[Opening Information section]

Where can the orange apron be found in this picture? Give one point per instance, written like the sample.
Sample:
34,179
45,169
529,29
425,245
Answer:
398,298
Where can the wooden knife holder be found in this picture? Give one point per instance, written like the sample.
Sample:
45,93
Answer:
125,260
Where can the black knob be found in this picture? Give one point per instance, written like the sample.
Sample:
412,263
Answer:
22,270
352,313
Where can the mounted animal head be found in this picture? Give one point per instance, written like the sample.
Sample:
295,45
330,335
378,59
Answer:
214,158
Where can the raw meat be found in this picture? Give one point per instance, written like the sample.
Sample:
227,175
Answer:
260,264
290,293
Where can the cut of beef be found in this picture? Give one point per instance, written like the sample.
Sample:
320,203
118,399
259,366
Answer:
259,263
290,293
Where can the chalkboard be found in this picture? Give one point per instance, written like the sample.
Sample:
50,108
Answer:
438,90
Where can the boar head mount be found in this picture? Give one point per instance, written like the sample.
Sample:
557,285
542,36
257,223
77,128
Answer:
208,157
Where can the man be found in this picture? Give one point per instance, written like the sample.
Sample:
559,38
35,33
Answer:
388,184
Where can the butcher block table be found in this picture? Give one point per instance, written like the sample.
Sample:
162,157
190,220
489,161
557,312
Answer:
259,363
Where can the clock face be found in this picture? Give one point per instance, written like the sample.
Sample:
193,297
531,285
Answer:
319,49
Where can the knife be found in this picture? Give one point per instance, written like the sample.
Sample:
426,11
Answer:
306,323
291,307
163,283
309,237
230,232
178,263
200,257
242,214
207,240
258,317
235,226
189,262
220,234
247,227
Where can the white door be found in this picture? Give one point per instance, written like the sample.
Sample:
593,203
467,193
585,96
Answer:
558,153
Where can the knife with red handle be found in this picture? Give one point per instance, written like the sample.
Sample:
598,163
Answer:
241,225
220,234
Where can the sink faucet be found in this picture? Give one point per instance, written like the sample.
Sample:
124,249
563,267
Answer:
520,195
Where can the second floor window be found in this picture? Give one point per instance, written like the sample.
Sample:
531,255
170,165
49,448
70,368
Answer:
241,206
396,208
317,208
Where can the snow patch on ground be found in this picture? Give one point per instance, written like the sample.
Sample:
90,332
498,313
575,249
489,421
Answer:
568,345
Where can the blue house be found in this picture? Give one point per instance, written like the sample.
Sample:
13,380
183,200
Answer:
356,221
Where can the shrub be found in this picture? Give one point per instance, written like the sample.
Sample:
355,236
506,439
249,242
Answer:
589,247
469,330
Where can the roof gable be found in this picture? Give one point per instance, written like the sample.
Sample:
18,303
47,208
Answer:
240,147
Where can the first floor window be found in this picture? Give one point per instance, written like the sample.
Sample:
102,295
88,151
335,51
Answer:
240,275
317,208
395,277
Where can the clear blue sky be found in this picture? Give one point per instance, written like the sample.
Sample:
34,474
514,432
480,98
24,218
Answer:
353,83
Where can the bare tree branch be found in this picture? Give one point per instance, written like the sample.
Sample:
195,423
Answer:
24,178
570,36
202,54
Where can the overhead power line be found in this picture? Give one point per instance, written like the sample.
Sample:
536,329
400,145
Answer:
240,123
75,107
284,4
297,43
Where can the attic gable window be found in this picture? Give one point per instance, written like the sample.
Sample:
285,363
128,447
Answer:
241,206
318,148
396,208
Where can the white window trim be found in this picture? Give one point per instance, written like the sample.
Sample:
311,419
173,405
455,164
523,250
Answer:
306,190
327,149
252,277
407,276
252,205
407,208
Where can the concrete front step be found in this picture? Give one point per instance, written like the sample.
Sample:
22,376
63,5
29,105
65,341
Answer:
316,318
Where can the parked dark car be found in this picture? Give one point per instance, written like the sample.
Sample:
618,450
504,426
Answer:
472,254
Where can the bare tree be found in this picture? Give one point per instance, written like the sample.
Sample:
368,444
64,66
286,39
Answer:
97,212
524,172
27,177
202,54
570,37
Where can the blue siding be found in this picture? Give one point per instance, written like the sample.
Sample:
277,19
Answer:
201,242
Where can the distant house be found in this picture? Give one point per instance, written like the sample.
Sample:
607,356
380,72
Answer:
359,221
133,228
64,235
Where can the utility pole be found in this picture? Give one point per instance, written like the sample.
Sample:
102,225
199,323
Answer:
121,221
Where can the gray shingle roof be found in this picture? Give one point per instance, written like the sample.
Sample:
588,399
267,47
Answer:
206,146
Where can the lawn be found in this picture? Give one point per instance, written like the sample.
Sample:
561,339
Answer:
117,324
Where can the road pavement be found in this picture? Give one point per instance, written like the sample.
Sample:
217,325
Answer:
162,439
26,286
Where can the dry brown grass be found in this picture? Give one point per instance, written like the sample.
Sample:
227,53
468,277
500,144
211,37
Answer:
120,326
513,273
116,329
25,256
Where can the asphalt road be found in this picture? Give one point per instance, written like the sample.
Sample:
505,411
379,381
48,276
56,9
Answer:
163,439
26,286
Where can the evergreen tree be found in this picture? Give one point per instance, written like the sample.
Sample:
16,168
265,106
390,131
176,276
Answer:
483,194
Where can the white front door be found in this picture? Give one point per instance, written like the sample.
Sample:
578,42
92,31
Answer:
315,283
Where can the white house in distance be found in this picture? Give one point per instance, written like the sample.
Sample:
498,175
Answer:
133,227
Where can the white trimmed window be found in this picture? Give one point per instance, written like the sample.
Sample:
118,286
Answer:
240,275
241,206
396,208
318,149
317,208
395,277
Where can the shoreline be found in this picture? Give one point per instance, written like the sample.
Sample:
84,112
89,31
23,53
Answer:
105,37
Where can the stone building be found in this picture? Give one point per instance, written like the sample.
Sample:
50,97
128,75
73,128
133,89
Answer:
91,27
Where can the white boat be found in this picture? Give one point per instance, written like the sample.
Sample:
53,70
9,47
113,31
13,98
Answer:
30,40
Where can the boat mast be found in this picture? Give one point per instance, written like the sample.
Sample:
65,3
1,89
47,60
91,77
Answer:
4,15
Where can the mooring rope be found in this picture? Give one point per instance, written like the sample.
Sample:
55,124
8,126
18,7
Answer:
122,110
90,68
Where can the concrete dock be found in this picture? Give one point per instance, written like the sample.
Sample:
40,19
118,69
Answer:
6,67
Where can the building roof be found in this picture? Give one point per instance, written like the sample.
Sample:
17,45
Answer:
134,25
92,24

[Closing Information section]

— Required action —
All lines above that include the word "floor" must be copied into the answer.

— Task answer —
Where can the second floor window be found in this picture? Give one point per instance, written like the sample.
Where can the first floor window be found in this picture? Give one point per instance, written like the sample.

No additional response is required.